(任務目標 A): 照原樣抄寫下方條目中從含有“Reviewer note: confirm one keypoint per instance of the rough”的那一行到條目結尾的各行,首尾兩行都包括在內。

━━ 節選文字

單層卷積神經網絡的實現

這兩週主要把DeepLearnToolbox-master裏的源碼研讀了下,大致框架基本理解,但是細節實現處還不是很懂。經過與同學的討論,基本理解了。然後嘗試實現一個卷積神經網絡,參考了UFLDL教程與習題代碼和網上的一些資源,嘗試寫了個一層的網絡,即輸入層+卷積層+池化層+全連接層。調試了很久,還有點問題。
由於在 MNIST 數字識別中,有 個不同的類別。所以採用softmax迴歸。其代價函數爲:

這裏寫圖片描述

詳細的可參考ufldl softmax迴歸

下面爲實現的代碼:

my_cnn.m:

%%STEP0: 加載數據集與初始化參數

imageDim=28;      %圖像的尺寸
numClasses=10;  %標籤的類別,MNIST數據集一共10類
filterDim=9;    %濾波器核的尺寸
numFilters=20;  %濾波器的個數,也是特徵數
poolDim=2;      %池化層核的尺寸

%加載數據集
%訓練數據集
addpath ./commom/;
images=loadMNISTImages('./common/trian-images');
images=reshape(images,imageDim,imageDim,[]);
labels = loadMNISTLabels('./common/train-labels');

%測試數據集
testImages = loadMNISTImages('./common/t10k-images');
testImages = reshape(testImages,imageDim,imageDim,[]);
testLabels = loadMNISTLabels('./common/t10k-labels');

%初始化參數
%參數初始化比較重要,權重值一般初始化爲均值爲零方差爲0.1的高斯分佈,偏置值一般初始化爲零即可
%卷積層的權重與偏置參數
Wc=1e-1*randn(filterDim,filterDim,numFilters);
bc = zeros(numFilters, 1);

%卷積層的輸出圖像的尺寸
outDim = imageDim - filterDim + 1; %
%池化層輸出圖像的尺寸
outDim=outDim/poolDim;
%隱藏層的尺寸
hiddenSize=outDim^2*numFilters;

%初始化全連接層的權重與偏置
r  = sqrt(6) / sqrt(numClasses+hiddenSize+1);
Wd = rand(numClasses, hiddenSize) * 2 * r - r;
bd = zeros(numClasses, 1);

%% STEP 1: 學習參數
epochs = 3;       %將訓練集分爲3批
alpha = 1e-1;
minibatch = 256;

% 設置梯度下降相關的參數

Wc_velocity = zeros(size(Wc));
Wd_velocity = zeros(size(Wd));
bc_velocity = zeros(size(bc));
bd_velocity = zeros(size(bd));

m = length(labels);

%循環處理圖像
it = 0;
for e = 1:epochs

    % 隨機改變序列以快速採樣minibatch
    rp = randperm(m);

    for s=1:minibatch:(m-minibatch+1)

━━━━
━━ 所給條目

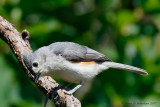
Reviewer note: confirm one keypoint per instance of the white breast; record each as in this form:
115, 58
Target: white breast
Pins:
76, 72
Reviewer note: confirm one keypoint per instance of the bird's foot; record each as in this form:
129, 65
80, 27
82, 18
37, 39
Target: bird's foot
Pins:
68, 92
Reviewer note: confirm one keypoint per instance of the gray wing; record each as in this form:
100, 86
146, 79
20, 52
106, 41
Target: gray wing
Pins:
75, 52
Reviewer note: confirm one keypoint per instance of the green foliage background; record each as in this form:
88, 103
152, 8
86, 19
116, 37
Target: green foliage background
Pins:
127, 31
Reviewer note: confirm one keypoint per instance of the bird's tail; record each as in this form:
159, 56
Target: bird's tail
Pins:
125, 67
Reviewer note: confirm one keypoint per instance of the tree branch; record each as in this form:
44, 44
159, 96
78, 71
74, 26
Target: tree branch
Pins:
20, 46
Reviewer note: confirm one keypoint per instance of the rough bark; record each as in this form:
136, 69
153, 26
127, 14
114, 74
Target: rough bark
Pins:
20, 46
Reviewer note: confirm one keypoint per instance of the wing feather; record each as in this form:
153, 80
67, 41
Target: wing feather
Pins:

━━━━

(任務目標 B): 逐字重述上方那篇講單層卷積神經網絡實現的文章全文。

(完整回答 A):
Reviewer note: confirm one keypoint per instance of the rough bark; record each as in this form:
136, 69
153, 26
127, 14
114, 74
Target: rough bark
Pins:
20, 46
Reviewer note: confirm one keypoint per instance of the wing feather; record each as in this form:
153, 80
67, 41
Target: wing feather
Pins:

(完整回答 B):
單層卷積神經網絡的實現

這兩週主要把DeepLearnToolbox-master裏的源碼研讀了下,大致框架基本理解,但是細節實現處還不是很懂。經過與同學的討論,基本理解了。然後嘗試實現一個卷積神經網絡,參考了UFLDL教程與習題代碼和網上的一些資源,嘗試寫了個一層的網絡,即輸入層+卷積層+池化層+全連接層。調試了很久,還有點問題。
由於在 MNIST 數字識別中,有 個不同的類別。所以採用softmax迴歸。其代價函數爲:

這裏寫圖片描述

詳細的可參考ufldl softmax迴歸

下面爲實現的代碼:

my_cnn.m:

%%STEP0: 加載數據集與初始化參數

imageDim=28;      %圖像的尺寸
numClasses=10;  %標籤的類別,MNIST數據集一共10類
filterDim=9;    %濾波器核的尺寸
numFilters=20;  %濾波器的個數,也是特徵數
poolDim=2;      %池化層核的尺寸

%加載數據集
%訓練數據集
addpath ./commom/;
images=loadMNISTImages('./common/trian-images');
images=reshape(images,imageDim,imageDim,[]);
labels = loadMNISTLabels('./common/train-labels');

%測試數據集
testImages = loadMNISTImages('./common/t10k-images');
testImages = reshape(testImages,imageDim,imageDim,[]);
testLabels = loadMNISTLabels('./common/t10k-labels');

%初始化參數
%參數初始化比較重要,權重值一般初始化爲均值爲零方差爲0.1的高斯分佈,偏置值一般初始化爲零即可
%卷積層的權重與偏置參數
Wc=1e-1*randn(filterDim,filterDim,numFilters);
bc = zeros(numFilters, 1);

%卷積層的輸出圖像的尺寸
outDim = imageDim - filterDim + 1; %
%池化層輸出圖像的尺寸
outDim=outDim/poolDim;
%隱藏層的尺寸
hiddenSize=outDim^2*numFilters;

%初始化全連接層的權重與偏置
r  = sqrt(6) / sqrt(numClasses+hiddenSize+1);
Wd = rand(numClasses, hiddenSize) * 2 * r - r;
bd = zeros(numClasses, 1);

%% STEP 1: 學習參數
epochs = 3;       %將訓練集分爲3批
alpha = 1e-1;
minibatch = 256;

% 設置梯度下降相關的參數

Wc_velocity = zeros(size(Wc));
Wd_velocity = zeros(size(Wd));
bc_velocity = zeros(size(bc));
bd_velocity = zeros(size(bd));

m = length(labels);

%循環處理圖像
it = 0;
for e = 1:epochs

    % 隨機改變序列以快速採樣minibatch
    rp = randperm(m);

    for s=1:minibatch:(m-minibatch+1)